(Source data)
-------------------------

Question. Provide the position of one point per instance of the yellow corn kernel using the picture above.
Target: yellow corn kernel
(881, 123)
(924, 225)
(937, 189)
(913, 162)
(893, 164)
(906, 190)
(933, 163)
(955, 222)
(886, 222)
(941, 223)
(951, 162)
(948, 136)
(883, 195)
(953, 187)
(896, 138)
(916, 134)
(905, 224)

-------------------------

Exercise requirements →
Duplicate the source data above line for line, with no changes.

Solution for this task →
Question. Provide the position of one point per instance of the yellow corn kernel using the picture above.
Target: yellow corn kernel
(881, 123)
(924, 225)
(937, 189)
(913, 162)
(893, 164)
(906, 190)
(933, 163)
(955, 222)
(886, 222)
(941, 223)
(951, 162)
(948, 136)
(883, 195)
(953, 187)
(896, 138)
(916, 134)
(905, 224)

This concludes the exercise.